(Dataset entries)
####################

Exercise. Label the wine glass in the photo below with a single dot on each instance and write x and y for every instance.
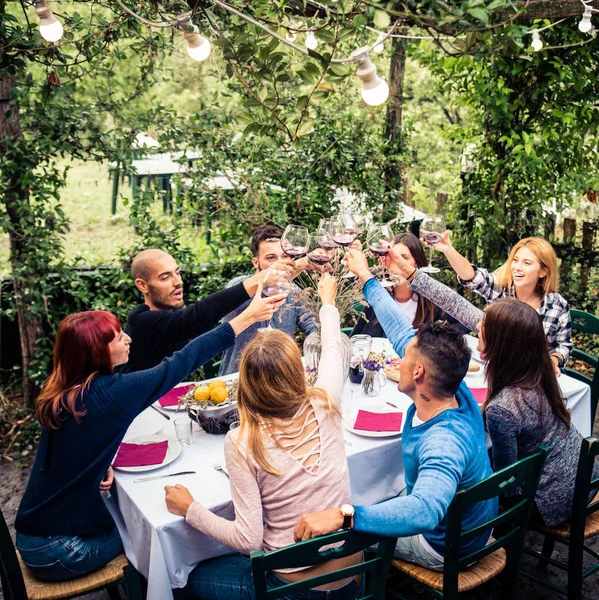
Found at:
(277, 281)
(320, 251)
(295, 241)
(380, 237)
(344, 229)
(432, 229)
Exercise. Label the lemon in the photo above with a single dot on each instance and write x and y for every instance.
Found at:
(217, 383)
(219, 394)
(202, 393)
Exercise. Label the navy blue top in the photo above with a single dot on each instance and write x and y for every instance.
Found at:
(440, 456)
(63, 494)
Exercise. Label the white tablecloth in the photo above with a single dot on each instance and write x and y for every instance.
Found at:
(165, 549)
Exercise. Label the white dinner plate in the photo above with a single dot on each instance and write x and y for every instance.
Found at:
(173, 450)
(173, 407)
(349, 420)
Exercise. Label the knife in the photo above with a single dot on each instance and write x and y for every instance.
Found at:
(163, 476)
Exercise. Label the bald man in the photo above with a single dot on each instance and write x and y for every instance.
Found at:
(161, 326)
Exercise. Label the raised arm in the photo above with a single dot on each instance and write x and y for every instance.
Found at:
(460, 264)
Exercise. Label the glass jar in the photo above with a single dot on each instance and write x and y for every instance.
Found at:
(361, 345)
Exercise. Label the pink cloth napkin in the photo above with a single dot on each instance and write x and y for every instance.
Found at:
(172, 398)
(368, 421)
(140, 455)
(480, 394)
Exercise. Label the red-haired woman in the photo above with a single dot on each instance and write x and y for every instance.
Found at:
(63, 528)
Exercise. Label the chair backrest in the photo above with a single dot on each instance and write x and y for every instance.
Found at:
(524, 475)
(320, 550)
(584, 486)
(13, 586)
(587, 323)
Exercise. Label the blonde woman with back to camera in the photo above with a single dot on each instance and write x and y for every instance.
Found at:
(287, 458)
(530, 275)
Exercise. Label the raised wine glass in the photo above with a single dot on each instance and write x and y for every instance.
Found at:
(321, 251)
(344, 229)
(295, 241)
(276, 281)
(431, 230)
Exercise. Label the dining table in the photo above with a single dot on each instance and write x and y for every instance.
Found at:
(164, 549)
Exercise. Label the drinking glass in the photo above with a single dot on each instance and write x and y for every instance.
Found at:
(276, 281)
(295, 240)
(183, 430)
(320, 250)
(380, 237)
(432, 229)
(344, 229)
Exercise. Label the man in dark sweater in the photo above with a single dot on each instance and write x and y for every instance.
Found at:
(161, 326)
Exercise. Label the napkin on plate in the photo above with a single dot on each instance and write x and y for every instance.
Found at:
(369, 421)
(140, 455)
(480, 394)
(172, 398)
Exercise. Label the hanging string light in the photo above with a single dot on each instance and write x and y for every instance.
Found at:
(375, 90)
(50, 27)
(311, 40)
(537, 42)
(198, 47)
(585, 24)
(379, 44)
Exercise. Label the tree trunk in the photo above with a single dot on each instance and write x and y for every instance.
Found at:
(16, 200)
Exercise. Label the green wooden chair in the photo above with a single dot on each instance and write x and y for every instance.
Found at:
(584, 524)
(19, 583)
(501, 556)
(318, 551)
(587, 323)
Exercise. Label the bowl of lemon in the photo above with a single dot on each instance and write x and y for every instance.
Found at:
(213, 405)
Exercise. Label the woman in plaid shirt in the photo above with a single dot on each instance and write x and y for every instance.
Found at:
(529, 274)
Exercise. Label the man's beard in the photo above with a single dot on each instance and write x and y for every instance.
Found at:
(164, 301)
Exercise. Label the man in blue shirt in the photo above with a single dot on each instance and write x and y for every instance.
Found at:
(444, 444)
(266, 250)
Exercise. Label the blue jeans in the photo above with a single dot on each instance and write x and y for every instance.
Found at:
(59, 557)
(230, 578)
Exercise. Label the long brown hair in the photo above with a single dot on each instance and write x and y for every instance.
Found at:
(517, 354)
(80, 353)
(426, 307)
(545, 254)
(272, 385)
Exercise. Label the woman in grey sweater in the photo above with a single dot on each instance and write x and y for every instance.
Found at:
(524, 405)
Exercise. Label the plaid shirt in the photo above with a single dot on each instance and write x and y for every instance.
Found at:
(554, 311)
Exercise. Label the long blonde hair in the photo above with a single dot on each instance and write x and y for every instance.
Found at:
(545, 254)
(272, 385)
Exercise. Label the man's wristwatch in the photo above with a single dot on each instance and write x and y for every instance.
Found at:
(347, 510)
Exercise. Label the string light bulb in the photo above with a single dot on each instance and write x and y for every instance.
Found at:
(198, 47)
(537, 42)
(379, 45)
(311, 40)
(375, 90)
(50, 27)
(585, 24)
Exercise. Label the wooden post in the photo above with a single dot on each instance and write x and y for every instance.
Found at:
(588, 233)
(442, 198)
(569, 234)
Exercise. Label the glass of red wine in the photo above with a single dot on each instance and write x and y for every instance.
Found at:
(295, 241)
(431, 231)
(276, 281)
(321, 251)
(380, 237)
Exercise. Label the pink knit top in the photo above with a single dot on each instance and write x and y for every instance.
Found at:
(313, 467)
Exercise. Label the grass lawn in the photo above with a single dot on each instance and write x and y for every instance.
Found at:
(96, 236)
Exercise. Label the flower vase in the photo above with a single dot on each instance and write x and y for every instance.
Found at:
(372, 382)
(312, 348)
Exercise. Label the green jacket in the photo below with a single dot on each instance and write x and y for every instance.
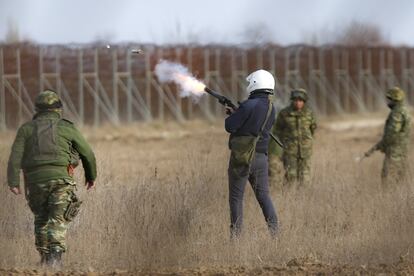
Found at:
(296, 129)
(43, 149)
(395, 139)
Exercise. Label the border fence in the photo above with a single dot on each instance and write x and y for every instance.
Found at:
(113, 85)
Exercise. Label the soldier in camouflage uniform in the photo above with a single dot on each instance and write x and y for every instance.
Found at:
(395, 139)
(295, 126)
(47, 149)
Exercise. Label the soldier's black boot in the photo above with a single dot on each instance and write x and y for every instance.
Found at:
(43, 258)
(54, 259)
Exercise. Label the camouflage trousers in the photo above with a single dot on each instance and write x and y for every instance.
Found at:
(48, 202)
(394, 170)
(297, 170)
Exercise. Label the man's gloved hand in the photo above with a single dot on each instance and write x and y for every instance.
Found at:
(229, 110)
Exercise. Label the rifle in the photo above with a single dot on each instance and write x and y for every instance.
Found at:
(227, 102)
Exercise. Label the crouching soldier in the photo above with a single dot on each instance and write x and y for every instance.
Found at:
(46, 149)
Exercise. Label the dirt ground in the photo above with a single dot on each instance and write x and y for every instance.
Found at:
(160, 208)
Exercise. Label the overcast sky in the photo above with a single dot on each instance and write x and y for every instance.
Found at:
(217, 21)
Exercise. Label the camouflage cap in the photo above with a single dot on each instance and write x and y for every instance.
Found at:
(395, 94)
(299, 93)
(47, 100)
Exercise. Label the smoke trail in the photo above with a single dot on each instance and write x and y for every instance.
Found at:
(168, 71)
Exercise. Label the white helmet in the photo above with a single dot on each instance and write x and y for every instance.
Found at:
(260, 79)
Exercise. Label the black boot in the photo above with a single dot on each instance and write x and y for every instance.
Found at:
(54, 259)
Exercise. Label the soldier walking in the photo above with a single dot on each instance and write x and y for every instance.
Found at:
(249, 128)
(44, 149)
(295, 126)
(395, 139)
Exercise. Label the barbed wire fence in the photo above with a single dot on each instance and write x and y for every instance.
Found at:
(100, 85)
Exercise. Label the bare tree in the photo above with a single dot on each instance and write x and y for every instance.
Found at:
(358, 33)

####################

Which lines of the data include the string "below"? Find them and copy each one.

Exercise. Label the wine glass in the photo below with a single dot on each instance and write x and y for every instance.
Exercise. Label the green jacket in the photo below with a single dot on each instance and write x and y for every instance.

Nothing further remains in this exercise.